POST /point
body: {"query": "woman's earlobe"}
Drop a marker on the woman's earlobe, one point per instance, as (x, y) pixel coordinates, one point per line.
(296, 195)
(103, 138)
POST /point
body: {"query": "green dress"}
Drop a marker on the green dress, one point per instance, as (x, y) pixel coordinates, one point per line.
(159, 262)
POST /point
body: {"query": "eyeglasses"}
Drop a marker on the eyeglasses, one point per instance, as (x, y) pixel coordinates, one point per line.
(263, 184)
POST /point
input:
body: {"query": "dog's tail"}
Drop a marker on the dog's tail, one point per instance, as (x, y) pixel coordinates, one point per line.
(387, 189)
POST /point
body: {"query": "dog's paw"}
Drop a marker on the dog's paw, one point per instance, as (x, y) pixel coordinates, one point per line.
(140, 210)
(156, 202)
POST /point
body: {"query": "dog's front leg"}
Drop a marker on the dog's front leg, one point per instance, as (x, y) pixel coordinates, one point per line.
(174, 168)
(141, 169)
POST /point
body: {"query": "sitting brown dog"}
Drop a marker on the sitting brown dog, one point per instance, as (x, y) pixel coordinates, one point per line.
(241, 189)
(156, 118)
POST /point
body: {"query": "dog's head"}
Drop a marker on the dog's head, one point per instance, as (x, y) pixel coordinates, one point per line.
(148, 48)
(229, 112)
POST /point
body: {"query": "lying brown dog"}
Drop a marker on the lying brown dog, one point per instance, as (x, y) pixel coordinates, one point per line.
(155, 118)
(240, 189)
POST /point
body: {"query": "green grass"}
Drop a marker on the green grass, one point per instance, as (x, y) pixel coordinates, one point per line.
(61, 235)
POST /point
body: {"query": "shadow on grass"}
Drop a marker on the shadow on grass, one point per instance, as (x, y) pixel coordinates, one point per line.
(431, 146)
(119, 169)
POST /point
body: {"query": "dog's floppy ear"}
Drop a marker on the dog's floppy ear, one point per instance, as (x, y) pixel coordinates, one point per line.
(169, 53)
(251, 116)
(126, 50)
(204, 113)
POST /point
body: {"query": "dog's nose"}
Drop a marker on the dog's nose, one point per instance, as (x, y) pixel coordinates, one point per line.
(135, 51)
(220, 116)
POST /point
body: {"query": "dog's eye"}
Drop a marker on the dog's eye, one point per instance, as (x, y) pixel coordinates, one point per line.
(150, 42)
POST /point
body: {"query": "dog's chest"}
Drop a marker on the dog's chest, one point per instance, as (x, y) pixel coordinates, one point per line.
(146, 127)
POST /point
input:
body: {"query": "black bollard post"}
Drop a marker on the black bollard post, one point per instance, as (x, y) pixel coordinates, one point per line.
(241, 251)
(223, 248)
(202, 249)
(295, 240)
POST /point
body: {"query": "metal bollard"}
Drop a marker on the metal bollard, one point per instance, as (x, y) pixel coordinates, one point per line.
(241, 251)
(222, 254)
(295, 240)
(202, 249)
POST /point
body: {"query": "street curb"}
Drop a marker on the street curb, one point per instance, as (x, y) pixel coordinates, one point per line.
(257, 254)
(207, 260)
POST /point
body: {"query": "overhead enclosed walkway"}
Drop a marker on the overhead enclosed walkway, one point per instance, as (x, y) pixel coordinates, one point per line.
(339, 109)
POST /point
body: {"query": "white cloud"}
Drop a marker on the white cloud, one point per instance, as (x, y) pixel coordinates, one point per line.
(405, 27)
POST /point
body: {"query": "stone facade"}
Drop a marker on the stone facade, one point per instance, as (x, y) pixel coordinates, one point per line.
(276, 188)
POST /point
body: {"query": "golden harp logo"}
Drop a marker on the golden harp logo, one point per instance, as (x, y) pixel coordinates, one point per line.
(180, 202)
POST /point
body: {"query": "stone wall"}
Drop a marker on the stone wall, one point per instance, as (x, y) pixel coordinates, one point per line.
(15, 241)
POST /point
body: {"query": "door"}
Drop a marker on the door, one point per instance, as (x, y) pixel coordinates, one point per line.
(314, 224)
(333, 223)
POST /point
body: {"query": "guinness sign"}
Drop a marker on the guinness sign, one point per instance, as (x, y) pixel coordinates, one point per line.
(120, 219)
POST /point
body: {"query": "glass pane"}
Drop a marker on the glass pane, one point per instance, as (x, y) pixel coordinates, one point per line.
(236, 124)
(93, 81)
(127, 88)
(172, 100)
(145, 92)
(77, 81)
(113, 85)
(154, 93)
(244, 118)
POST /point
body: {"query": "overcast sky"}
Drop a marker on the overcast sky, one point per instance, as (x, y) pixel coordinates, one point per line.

━━━━━━━━━━

◆ **Task**:
However many lines the data holds, return each one exactly.

◆ **Response to the task**:
POST /point
body: {"query": "woman's earlobe"}
Drop a marker on the woman's earlobe, one point per instance, as (x, y) pixel coordinates, one point per line.
(296, 195)
(103, 138)
POST /point
body: {"query": "green dress"}
Drop a marker on the green dress, one point per instance, as (x, y) pixel coordinates, one point per line.
(159, 262)
POST /point
body: {"query": "eyeglasses"}
Drop a marker on the eyeglasses, one point per instance, as (x, y) pixel coordinates, one point per line.
(263, 184)
POST /point
input:
body: {"query": "dog's tail"}
Drop a marker on the dog's tail, one point per instance, as (x, y) pixel coordinates, one point per line.
(387, 189)
POST /point
body: {"query": "dog's paw"}
Drop a marker on the dog's paw, one point per instance, as (x, y) pixel coordinates, one point per line.
(140, 210)
(156, 202)
POST /point
body: {"query": "dog's front leg"}
Drop a marker on the dog's front leg, one point per instance, as (x, y) pixel coordinates, one point per line.
(174, 168)
(141, 169)
POST /point
body: {"query": "sitting brown dog"}
Drop a marker on the sitting brown dog, one point per instance, as (x, y) pixel coordinates, one point per line.
(241, 189)
(156, 118)
POST /point
body: {"query": "dog's head"}
Drop a marker on the dog's head, one point per instance, as (x, y) pixel coordinates, one point per line.
(148, 48)
(229, 112)
POST /point
body: {"query": "lying brown dog"}
Drop a marker on the lying brown dog, one point per instance, as (x, y) pixel coordinates, one point per line.
(155, 118)
(240, 189)
POST /point
body: {"query": "green grass"}
Drop a marker on the green grass, one point per instance, as (x, y) pixel coordinates, one point per line.
(61, 235)
POST /point
body: {"query": "shadow on grass"}
Drop a marker on the shadow on grass, one point per instance, as (x, y) pixel coordinates, one point per line.
(431, 146)
(119, 169)
POST /point
body: {"query": "dog's floppy ear"}
Drop a marker on the dog's floppy ear, one point per instance, as (x, y) pixel coordinates, one point per line.
(169, 53)
(251, 116)
(126, 50)
(204, 113)
POST /point
body: {"query": "dog's nose"}
Drop a marker on the dog's nose, one point per instance, as (x, y) pixel coordinates, one point per line.
(135, 51)
(220, 116)
POST /point
body: {"query": "dog's eye"}
Drop a marker on the dog's eye, one point per instance, as (x, y) pixel coordinates, one point per line.
(150, 42)
POST /point
body: {"query": "dog's chest"}
Drop a marker on the dog's chest, one point per instance, as (x, y) pixel coordinates, one point per line.
(146, 127)
POST /point
input:
body: {"query": "black bollard post"}
Drop a marker on the black bollard post, one point per instance, as (x, y) pixel coordinates, one point per line.
(241, 251)
(223, 248)
(202, 249)
(295, 240)
POST /point
body: {"query": "metal bollard"}
Drop a marker on the metal bollard, one point per instance, as (x, y) pixel coordinates, one point per line.
(241, 251)
(222, 254)
(295, 240)
(202, 249)
POST /point
body: {"query": "street curb"}
Drop a marker on the street curb, one point per instance, as (x, y) pixel coordinates, one point per line.
(257, 254)
(207, 260)
POST /point
body: {"query": "overhead enclosed walkway"}
Drop a marker on the overhead enclosed walkway, one point per instance, as (x, y) pixel coordinates, one point per line.
(339, 109)
POST /point
body: {"query": "white cloud"}
Drop a marker on the white cloud, one point per instance, as (x, y) pixel coordinates, one point per line.
(405, 27)
POST /point
body: {"query": "stone facade"}
Drop a marker on the stone facade, one point per instance, as (x, y) pixel coordinates, one point per line.
(276, 188)
POST /point
body: {"query": "golden harp logo"}
Drop a marker on the golden harp logo, one point per instance, as (x, y) pixel coordinates, one point per line.
(180, 202)
POST /point
body: {"query": "stone wall"}
Drop a marker on the stone wall, one point per instance, as (x, y) pixel coordinates, one point per line.
(15, 241)
POST /point
body: {"query": "door"}
Drop a marker on the door, one point per instance, as (x, y) pixel coordinates, one point per line.
(314, 224)
(333, 223)
POST /point
body: {"query": "guinness sign"}
Drop a marker on the guinness sign, one point per instance, as (x, y) pixel coordinates, one point per line.
(120, 219)
POST /point
body: {"query": "glass pane"}
Drop a marker on the glass pane, one point per instance, as (x, y) pixel coordinates, one point per line.
(236, 124)
(93, 81)
(127, 88)
(172, 100)
(145, 92)
(77, 81)
(113, 85)
(154, 93)
(244, 118)
POST /point
body: {"query": "overcast sky"}
Drop a marker on the overcast sky, one point per instance, as (x, y) pixel coordinates, one point per line.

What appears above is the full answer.